━━ Listing ━━

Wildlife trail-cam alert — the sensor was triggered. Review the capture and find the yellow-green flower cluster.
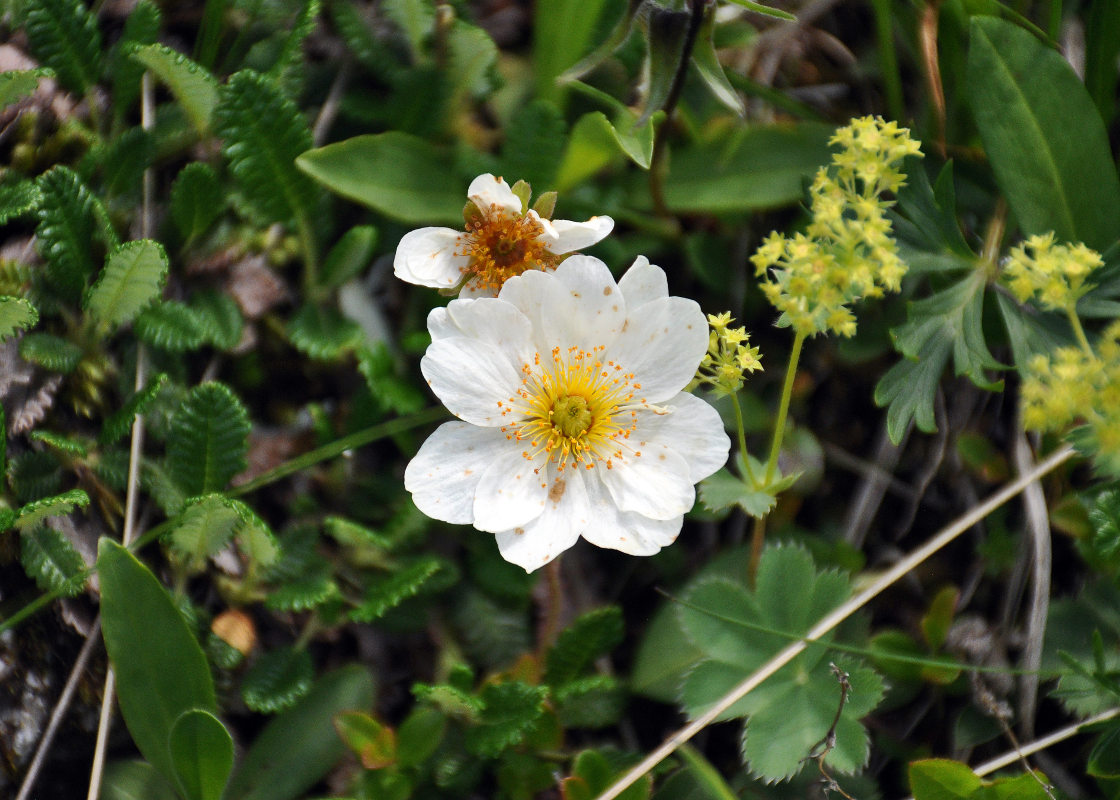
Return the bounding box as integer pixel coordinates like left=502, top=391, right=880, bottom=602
left=689, top=311, right=763, bottom=394
left=752, top=117, right=922, bottom=336
left=1004, top=232, right=1104, bottom=313
left=1021, top=322, right=1120, bottom=477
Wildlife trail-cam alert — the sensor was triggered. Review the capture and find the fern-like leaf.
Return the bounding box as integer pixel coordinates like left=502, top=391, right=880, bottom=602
left=133, top=300, right=206, bottom=353
left=167, top=382, right=250, bottom=496
left=544, top=606, right=624, bottom=687
left=132, top=45, right=218, bottom=136
left=19, top=525, right=85, bottom=597
left=171, top=161, right=225, bottom=242
left=85, top=239, right=168, bottom=325
left=19, top=333, right=82, bottom=374
left=24, top=0, right=101, bottom=94
left=241, top=648, right=315, bottom=714
left=0, top=297, right=39, bottom=342
left=214, top=69, right=317, bottom=222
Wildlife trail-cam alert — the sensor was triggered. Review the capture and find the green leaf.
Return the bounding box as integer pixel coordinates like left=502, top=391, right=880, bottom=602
left=875, top=270, right=1006, bottom=444
left=171, top=161, right=225, bottom=242
left=168, top=708, right=233, bottom=800
left=97, top=372, right=167, bottom=445
left=167, top=382, right=250, bottom=496
left=17, top=522, right=86, bottom=597
left=132, top=45, right=218, bottom=136
left=0, top=296, right=39, bottom=342
left=544, top=605, right=625, bottom=687
left=133, top=300, right=207, bottom=353
left=968, top=16, right=1120, bottom=250
left=0, top=175, right=43, bottom=225
left=319, top=225, right=377, bottom=289
left=0, top=67, right=54, bottom=110
left=225, top=664, right=373, bottom=800
left=97, top=537, right=216, bottom=780
left=241, top=648, right=315, bottom=714
left=19, top=333, right=82, bottom=374
left=84, top=239, right=168, bottom=325
left=288, top=304, right=362, bottom=361
left=24, top=0, right=102, bottom=94
left=214, top=69, right=316, bottom=223
left=296, top=131, right=467, bottom=225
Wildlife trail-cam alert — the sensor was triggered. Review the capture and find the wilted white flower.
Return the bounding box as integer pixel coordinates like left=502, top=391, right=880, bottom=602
left=393, top=174, right=615, bottom=296
left=404, top=255, right=730, bottom=571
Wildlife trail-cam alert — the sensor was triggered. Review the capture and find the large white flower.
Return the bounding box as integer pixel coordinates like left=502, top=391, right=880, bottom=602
left=404, top=255, right=730, bottom=571
left=393, top=174, right=615, bottom=296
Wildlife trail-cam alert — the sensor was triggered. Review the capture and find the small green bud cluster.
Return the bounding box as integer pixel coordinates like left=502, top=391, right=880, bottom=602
left=1020, top=322, right=1120, bottom=477
left=689, top=311, right=763, bottom=394
left=1004, top=232, right=1104, bottom=314
left=750, top=117, right=922, bottom=336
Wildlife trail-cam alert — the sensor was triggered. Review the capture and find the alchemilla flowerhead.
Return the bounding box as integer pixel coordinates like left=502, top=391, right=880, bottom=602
left=404, top=255, right=730, bottom=571
left=393, top=174, right=615, bottom=296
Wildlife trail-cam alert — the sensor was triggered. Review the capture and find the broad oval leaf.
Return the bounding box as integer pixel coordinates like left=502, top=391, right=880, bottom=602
left=296, top=131, right=467, bottom=224
left=968, top=16, right=1120, bottom=250
left=85, top=239, right=168, bottom=325
left=97, top=537, right=216, bottom=781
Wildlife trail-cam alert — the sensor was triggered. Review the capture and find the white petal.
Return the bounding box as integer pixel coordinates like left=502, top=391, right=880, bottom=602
left=497, top=469, right=591, bottom=573
left=404, top=422, right=507, bottom=524
left=474, top=441, right=549, bottom=533
left=629, top=392, right=731, bottom=483
left=549, top=216, right=615, bottom=255
left=420, top=338, right=521, bottom=427
left=609, top=293, right=708, bottom=403
left=595, top=437, right=696, bottom=520
left=584, top=472, right=683, bottom=556
left=467, top=173, right=521, bottom=216
left=618, top=255, right=669, bottom=313
left=393, top=227, right=470, bottom=289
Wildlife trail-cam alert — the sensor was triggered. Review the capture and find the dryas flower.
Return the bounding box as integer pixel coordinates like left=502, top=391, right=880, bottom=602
left=404, top=255, right=730, bottom=571
left=393, top=174, right=615, bottom=296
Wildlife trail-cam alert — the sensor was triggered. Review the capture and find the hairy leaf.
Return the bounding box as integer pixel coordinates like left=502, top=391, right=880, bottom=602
left=214, top=69, right=316, bottom=222
left=85, top=239, right=168, bottom=325
left=0, top=296, right=39, bottom=342
left=24, top=0, right=101, bottom=94
left=167, top=382, right=250, bottom=496
left=132, top=45, right=218, bottom=136
left=19, top=525, right=86, bottom=597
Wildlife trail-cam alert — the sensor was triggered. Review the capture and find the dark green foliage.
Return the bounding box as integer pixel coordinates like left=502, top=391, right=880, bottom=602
left=24, top=0, right=102, bottom=94
left=167, top=382, right=250, bottom=496
left=214, top=69, right=316, bottom=222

━━━

### Given instruction
Extract every line of the records above word for word, leaving the pictures out of your answer.

### Result below
Wildlife trail-cam alert — the sensor was triggered. Review the capture and find the yellow-green flower cluster.
Return the bounding box as integer pixel coordinates like left=502, top=391, right=880, bottom=602
left=689, top=311, right=763, bottom=394
left=752, top=117, right=922, bottom=336
left=1004, top=232, right=1104, bottom=313
left=1021, top=322, right=1120, bottom=477
Wildlife trail-cam alert — the sensor was triggered. Review the capture and find the fern-like leaf.
Return the bounding box as integer pixel coordinates like left=502, top=391, right=880, bottom=602
left=133, top=300, right=206, bottom=353
left=167, top=382, right=250, bottom=496
left=544, top=606, right=624, bottom=687
left=132, top=45, right=218, bottom=136
left=19, top=525, right=85, bottom=597
left=171, top=161, right=225, bottom=242
left=85, top=239, right=168, bottom=325
left=19, top=333, right=82, bottom=374
left=24, top=0, right=101, bottom=94
left=241, top=648, right=315, bottom=714
left=0, top=297, right=39, bottom=342
left=214, top=69, right=317, bottom=222
Wildlife trail-cam alert — the sensor was triggered. Review the capture and find the green leaf.
Return the bounding box as integer pixel coordinates like left=502, top=391, right=880, bottom=602
left=875, top=270, right=1006, bottom=444
left=171, top=161, right=225, bottom=242
left=168, top=708, right=233, bottom=800
left=97, top=372, right=167, bottom=445
left=167, top=382, right=250, bottom=496
left=17, top=522, right=86, bottom=597
left=132, top=45, right=218, bottom=136
left=0, top=296, right=39, bottom=342
left=544, top=605, right=625, bottom=687
left=133, top=300, right=207, bottom=353
left=968, top=16, right=1120, bottom=250
left=0, top=175, right=43, bottom=225
left=319, top=225, right=377, bottom=289
left=0, top=67, right=54, bottom=110
left=225, top=664, right=373, bottom=800
left=97, top=537, right=216, bottom=780
left=241, top=648, right=315, bottom=714
left=19, top=333, right=82, bottom=374
left=84, top=239, right=168, bottom=325
left=288, top=304, right=362, bottom=361
left=24, top=0, right=102, bottom=94
left=214, top=69, right=316, bottom=223
left=296, top=131, right=467, bottom=225
Wildlife trail-cam alert — the sensor was triggered. Review the capture and find the wilted white flower.
Return the bounding box as integer pixel coordinates like left=502, top=391, right=880, bottom=602
left=393, top=174, right=615, bottom=296
left=404, top=255, right=730, bottom=571
Wildlife trail-cam alert — the sensor was triggered. Review the capture and find the large white flower.
Return the bounding box as integer pixel coordinates like left=502, top=391, right=880, bottom=602
left=404, top=255, right=730, bottom=571
left=393, top=174, right=615, bottom=296
Wildlife trail-cam alert — the sensor was triggered. Review the capture and find the small green bud cluster.
Return the bounding box as integer pixel coordinates like left=502, top=391, right=880, bottom=602
left=1020, top=322, right=1120, bottom=477
left=689, top=311, right=763, bottom=394
left=1004, top=232, right=1104, bottom=314
left=750, top=117, right=922, bottom=336
Wildlife trail-cam alert — the sensor was triggered. Review the capture and find the alchemilla flowerhead.
Return the bounding box as integer pixel coordinates like left=502, top=391, right=880, bottom=602
left=404, top=255, right=730, bottom=571
left=393, top=174, right=615, bottom=296
Wildlife trail-cam alert — the sensor was triggered. Review the capture and find the broad oval leaf.
Return the bounding box as integer pixel coordinates like left=502, top=391, right=880, bottom=602
left=296, top=131, right=467, bottom=224
left=968, top=16, right=1120, bottom=250
left=85, top=239, right=168, bottom=325
left=97, top=537, right=216, bottom=781
Wildlife trail-cam alert — the sensor was triggered. Review the capture and find the white petal.
Return the bounding box as integer pixel coordinates like left=502, top=391, right=880, bottom=602
left=497, top=469, right=591, bottom=573
left=404, top=422, right=507, bottom=524
left=474, top=441, right=549, bottom=533
left=629, top=392, right=731, bottom=483
left=549, top=216, right=615, bottom=255
left=420, top=338, right=521, bottom=427
left=609, top=293, right=708, bottom=403
left=595, top=437, right=696, bottom=520
left=584, top=472, right=683, bottom=556
left=467, top=173, right=521, bottom=216
left=618, top=255, right=669, bottom=313
left=393, top=227, right=470, bottom=289
Wildlife trail-cam alert — the sensor was triggered. Review the capture and find the dryas flower.
Return the bounding box as integer pixel coordinates like left=502, top=391, right=880, bottom=602
left=404, top=255, right=730, bottom=571
left=393, top=174, right=615, bottom=296
Wildlife trail-cam alert — the sensor was triggered. Review the capture and find the hairy leaf.
Return the bounding box as integer pixel coordinates like left=502, top=391, right=880, bottom=602
left=214, top=69, right=316, bottom=222
left=85, top=239, right=168, bottom=325
left=0, top=296, right=39, bottom=342
left=24, top=0, right=101, bottom=94
left=167, top=382, right=250, bottom=496
left=132, top=45, right=218, bottom=136
left=19, top=525, right=86, bottom=597
Wildlife trail-cam alert — the sensor was triggered. Review the capture and find the dark green foliage.
Return the bounding box as integer pixel coordinates like left=502, top=391, right=880, bottom=602
left=24, top=0, right=102, bottom=94
left=167, top=382, right=250, bottom=496
left=214, top=69, right=316, bottom=222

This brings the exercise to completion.